Short task = Lay out the records from the line containing "Practice. Find the dormer" through the line containing "pixel 670 836", both included, as a two-column CSV with columns named text and answer. Give one row per record, with each value in a single quoted field and any line breaks replaced by spaces.

Data provided =
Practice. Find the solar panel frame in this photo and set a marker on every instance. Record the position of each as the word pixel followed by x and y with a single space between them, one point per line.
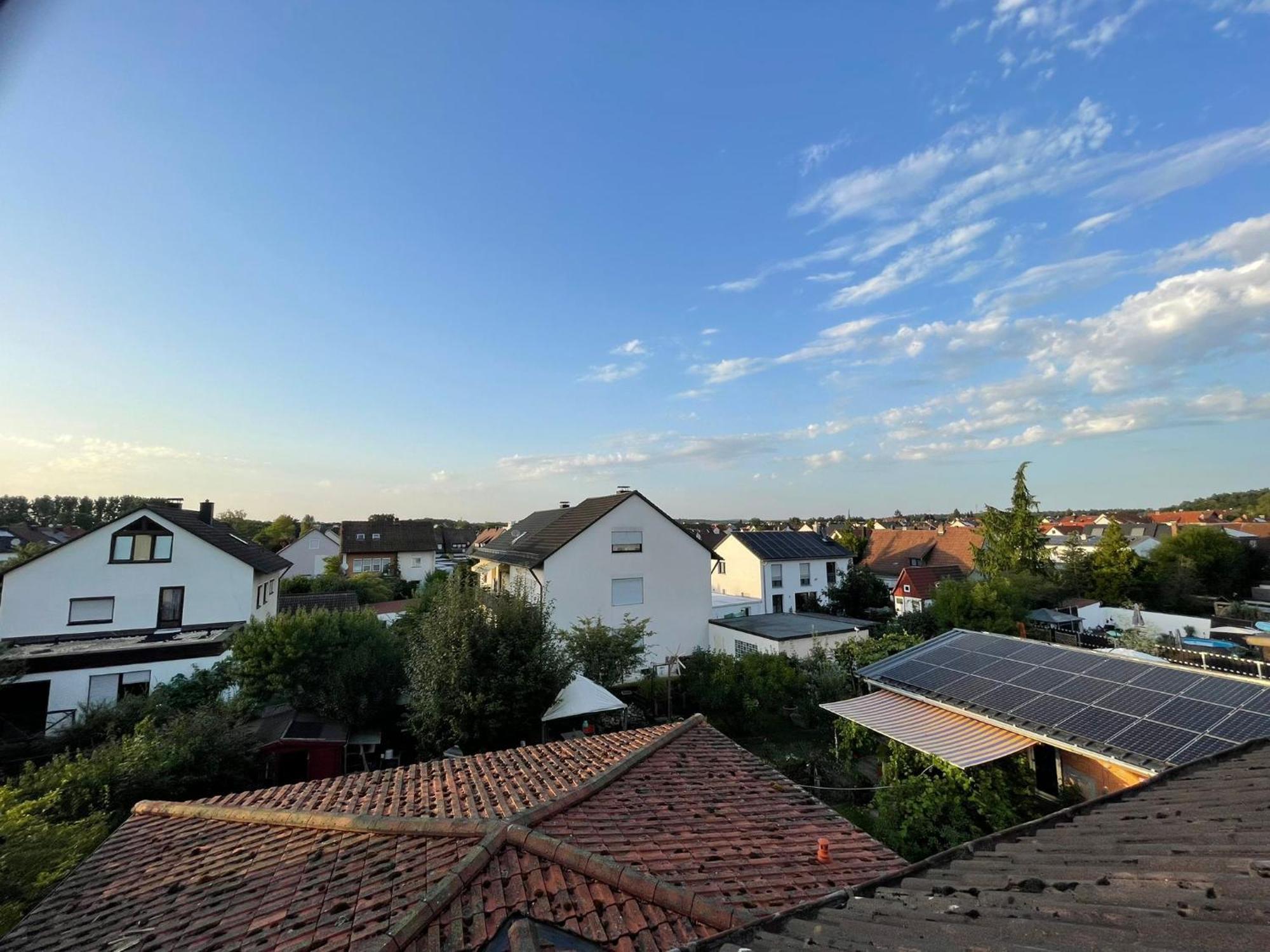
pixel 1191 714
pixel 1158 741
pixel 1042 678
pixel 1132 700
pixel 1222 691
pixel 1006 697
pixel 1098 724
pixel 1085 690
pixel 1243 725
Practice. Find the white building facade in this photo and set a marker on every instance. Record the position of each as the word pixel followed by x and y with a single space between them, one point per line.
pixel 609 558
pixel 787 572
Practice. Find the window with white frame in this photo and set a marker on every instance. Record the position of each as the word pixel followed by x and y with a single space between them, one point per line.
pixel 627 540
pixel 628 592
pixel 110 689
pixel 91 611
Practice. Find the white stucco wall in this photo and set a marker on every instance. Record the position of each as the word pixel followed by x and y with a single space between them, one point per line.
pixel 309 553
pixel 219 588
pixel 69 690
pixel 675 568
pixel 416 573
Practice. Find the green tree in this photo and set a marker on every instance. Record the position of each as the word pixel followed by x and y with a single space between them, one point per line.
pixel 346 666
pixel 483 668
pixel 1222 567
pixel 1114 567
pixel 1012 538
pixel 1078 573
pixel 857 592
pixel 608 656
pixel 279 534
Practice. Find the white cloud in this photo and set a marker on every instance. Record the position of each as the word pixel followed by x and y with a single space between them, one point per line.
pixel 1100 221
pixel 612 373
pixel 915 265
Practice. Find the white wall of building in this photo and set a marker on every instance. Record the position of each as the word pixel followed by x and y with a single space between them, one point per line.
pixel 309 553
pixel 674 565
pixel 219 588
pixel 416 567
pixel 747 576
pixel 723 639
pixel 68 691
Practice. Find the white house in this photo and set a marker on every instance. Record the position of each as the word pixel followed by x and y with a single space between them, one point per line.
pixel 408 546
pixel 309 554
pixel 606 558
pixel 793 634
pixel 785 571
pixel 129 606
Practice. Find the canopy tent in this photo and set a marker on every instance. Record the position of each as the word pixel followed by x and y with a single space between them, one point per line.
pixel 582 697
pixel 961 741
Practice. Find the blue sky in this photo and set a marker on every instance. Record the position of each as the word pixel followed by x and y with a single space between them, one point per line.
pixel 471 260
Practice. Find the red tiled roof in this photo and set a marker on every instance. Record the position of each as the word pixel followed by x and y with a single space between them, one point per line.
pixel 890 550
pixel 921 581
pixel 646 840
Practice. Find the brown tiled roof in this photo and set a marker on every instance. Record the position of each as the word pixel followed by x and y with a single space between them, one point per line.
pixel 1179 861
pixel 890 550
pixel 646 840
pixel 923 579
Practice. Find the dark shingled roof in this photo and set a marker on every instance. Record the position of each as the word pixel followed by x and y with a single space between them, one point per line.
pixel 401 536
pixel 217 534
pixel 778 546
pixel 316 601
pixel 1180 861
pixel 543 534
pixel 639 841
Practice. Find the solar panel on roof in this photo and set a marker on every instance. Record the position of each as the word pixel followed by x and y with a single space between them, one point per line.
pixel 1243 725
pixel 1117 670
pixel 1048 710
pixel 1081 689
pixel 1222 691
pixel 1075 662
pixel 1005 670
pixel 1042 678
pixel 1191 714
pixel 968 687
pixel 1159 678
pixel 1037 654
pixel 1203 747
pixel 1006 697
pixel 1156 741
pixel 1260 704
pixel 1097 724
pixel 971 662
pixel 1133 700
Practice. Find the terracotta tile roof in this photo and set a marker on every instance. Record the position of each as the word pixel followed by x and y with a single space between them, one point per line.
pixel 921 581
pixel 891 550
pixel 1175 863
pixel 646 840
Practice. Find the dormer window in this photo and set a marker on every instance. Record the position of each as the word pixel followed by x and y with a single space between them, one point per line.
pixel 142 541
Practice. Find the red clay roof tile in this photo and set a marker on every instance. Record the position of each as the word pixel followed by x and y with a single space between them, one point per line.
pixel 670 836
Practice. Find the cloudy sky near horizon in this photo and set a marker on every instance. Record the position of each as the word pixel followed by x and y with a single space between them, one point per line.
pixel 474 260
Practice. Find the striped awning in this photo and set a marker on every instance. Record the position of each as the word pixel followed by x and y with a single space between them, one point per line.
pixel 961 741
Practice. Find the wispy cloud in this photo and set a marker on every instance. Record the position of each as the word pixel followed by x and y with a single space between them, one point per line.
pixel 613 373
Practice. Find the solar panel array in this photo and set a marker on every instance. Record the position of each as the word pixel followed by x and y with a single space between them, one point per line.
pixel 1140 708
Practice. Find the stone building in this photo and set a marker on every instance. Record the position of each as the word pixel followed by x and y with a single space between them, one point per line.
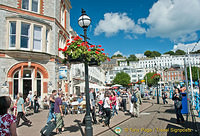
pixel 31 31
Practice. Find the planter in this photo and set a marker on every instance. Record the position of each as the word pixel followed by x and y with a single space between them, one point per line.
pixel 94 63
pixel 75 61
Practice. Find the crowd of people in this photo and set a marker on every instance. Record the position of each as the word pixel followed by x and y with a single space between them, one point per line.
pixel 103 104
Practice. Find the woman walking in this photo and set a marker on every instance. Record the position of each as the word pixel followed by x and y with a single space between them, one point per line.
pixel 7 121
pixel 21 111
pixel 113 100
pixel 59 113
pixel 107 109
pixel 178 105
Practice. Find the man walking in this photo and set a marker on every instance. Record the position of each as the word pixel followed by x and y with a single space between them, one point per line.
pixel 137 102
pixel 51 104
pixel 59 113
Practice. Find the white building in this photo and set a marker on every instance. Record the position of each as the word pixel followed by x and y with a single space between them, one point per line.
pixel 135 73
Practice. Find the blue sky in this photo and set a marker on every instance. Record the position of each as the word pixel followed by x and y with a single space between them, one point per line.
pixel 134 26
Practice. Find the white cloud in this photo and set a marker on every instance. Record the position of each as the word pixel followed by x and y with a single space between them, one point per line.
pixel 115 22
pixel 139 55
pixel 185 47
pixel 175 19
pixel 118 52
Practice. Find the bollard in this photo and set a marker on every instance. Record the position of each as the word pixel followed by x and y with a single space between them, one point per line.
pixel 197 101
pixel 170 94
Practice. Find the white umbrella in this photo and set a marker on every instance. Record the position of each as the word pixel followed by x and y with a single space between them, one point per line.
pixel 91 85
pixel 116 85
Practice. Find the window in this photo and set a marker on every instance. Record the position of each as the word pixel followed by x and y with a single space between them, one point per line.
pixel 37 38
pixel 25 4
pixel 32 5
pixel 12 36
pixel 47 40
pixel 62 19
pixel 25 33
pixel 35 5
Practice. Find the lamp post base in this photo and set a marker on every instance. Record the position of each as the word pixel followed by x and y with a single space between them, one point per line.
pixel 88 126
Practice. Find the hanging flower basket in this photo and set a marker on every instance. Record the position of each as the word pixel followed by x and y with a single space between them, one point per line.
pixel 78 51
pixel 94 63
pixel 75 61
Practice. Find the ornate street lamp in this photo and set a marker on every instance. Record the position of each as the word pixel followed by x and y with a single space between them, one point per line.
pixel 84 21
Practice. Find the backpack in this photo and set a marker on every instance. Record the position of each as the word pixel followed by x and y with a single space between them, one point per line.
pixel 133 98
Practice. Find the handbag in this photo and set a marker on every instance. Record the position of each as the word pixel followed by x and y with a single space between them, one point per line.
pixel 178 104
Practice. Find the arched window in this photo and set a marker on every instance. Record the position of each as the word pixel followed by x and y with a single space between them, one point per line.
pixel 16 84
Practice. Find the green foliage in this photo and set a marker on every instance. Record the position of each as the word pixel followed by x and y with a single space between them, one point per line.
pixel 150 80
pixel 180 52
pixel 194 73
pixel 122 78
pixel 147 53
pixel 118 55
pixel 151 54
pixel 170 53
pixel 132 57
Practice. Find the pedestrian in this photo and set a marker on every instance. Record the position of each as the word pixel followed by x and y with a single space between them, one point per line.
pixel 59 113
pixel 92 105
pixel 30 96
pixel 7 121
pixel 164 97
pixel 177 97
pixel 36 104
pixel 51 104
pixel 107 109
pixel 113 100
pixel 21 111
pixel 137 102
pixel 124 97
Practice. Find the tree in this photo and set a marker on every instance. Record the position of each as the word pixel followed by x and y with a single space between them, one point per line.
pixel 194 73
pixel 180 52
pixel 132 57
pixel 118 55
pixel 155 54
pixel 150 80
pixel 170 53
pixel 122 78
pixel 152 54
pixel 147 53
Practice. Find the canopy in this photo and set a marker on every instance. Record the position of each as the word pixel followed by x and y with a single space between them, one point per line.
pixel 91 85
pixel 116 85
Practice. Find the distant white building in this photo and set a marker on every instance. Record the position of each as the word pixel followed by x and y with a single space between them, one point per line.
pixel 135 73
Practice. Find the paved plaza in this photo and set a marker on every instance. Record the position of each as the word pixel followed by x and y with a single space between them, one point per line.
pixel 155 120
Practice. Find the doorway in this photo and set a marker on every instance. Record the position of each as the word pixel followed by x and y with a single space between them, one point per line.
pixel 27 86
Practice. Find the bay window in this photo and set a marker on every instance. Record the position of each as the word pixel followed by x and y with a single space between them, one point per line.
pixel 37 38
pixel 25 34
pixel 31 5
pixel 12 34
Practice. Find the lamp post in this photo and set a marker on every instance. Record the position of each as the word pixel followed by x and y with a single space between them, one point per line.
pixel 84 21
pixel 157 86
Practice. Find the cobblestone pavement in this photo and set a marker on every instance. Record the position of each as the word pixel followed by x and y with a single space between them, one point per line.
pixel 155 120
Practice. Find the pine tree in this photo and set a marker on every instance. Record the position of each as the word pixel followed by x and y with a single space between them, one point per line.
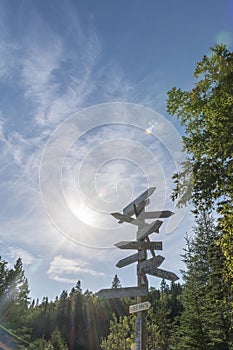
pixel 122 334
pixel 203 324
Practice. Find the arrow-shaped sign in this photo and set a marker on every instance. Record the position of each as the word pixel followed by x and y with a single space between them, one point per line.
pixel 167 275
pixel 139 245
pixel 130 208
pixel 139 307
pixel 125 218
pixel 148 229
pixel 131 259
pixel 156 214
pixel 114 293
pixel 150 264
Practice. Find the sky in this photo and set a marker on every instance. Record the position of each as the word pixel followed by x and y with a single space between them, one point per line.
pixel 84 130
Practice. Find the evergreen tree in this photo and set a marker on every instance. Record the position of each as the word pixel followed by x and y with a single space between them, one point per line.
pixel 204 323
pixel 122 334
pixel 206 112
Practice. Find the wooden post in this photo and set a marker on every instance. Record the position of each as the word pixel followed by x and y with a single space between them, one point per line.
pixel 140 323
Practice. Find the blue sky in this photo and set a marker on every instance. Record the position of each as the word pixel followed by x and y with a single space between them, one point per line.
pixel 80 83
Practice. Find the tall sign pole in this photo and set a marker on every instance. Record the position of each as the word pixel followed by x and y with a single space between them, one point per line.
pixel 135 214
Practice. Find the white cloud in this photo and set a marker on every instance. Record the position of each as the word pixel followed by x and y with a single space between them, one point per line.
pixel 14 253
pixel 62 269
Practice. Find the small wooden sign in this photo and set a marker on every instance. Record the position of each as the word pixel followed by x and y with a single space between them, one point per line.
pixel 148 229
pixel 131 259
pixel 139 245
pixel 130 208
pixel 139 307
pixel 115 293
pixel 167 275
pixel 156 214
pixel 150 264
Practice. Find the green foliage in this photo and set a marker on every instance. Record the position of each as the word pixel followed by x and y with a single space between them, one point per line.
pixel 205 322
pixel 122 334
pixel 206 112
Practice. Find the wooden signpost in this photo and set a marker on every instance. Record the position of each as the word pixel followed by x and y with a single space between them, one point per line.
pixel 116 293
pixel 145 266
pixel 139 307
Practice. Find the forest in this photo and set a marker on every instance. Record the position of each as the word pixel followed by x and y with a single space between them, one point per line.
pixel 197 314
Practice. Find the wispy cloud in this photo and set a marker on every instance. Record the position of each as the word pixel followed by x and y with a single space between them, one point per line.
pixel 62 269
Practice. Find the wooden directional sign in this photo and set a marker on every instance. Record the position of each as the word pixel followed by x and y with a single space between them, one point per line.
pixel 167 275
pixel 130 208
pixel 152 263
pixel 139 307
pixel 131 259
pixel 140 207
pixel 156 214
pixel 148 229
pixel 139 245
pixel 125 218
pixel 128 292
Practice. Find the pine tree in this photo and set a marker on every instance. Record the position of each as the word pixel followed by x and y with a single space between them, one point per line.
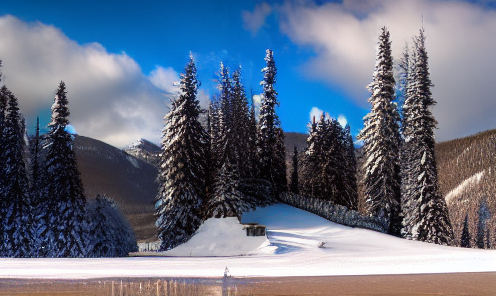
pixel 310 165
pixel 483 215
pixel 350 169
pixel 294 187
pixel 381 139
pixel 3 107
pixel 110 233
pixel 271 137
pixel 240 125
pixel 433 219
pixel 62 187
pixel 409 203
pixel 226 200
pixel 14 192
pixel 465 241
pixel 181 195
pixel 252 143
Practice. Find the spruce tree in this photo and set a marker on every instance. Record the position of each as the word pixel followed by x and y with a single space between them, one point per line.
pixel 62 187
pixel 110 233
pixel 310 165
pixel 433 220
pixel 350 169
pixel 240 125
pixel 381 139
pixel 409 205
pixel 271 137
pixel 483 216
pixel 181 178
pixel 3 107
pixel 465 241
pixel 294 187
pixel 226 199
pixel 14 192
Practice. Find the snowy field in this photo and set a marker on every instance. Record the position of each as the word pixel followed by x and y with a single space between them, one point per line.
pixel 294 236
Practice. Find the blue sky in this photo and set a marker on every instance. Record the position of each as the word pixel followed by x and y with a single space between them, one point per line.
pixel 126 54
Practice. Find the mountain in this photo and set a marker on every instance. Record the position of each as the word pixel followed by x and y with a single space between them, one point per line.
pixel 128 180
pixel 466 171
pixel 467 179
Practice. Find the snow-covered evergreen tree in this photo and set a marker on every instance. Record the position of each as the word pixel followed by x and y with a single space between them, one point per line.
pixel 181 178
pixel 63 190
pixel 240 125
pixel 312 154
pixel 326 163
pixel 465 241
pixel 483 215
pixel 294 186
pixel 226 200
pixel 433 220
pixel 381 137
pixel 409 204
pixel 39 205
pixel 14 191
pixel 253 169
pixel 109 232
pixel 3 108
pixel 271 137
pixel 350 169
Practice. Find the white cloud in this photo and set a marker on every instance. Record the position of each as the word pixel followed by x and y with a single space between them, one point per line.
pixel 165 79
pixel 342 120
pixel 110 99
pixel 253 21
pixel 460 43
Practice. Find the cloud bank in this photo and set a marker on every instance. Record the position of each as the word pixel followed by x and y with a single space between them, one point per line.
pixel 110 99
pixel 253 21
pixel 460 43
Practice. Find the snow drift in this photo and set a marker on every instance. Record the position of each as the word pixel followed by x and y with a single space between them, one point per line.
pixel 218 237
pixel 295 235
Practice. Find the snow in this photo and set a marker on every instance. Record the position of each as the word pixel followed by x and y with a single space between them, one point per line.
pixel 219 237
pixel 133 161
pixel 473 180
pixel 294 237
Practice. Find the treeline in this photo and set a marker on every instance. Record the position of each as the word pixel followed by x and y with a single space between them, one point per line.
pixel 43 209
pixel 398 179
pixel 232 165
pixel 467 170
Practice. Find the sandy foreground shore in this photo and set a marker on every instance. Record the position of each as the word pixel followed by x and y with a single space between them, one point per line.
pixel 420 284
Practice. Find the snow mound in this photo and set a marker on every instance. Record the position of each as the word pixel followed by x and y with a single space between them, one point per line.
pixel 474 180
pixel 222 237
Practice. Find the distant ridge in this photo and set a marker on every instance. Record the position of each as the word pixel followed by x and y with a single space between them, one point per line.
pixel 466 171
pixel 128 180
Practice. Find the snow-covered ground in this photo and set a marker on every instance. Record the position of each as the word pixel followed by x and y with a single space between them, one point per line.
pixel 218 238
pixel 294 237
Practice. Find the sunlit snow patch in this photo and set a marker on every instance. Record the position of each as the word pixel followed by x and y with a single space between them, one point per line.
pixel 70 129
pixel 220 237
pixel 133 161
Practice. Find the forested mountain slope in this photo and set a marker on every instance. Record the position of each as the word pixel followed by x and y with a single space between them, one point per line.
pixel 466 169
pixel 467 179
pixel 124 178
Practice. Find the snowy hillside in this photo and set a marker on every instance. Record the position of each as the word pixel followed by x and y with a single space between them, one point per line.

The solution =
text,answer
"Practice. Find the dormer window in this photo and set a marker on every instance. Record the position of each as the word pixel followed by x and y with a single space between them, one point per line.","pixel 142 541"
"Practice. Find the red clay roof tile in this photo and set a marker on every instance. Record the position of each as the word pixel followed by x and y with a single space between them, one point per line.","pixel 670 836"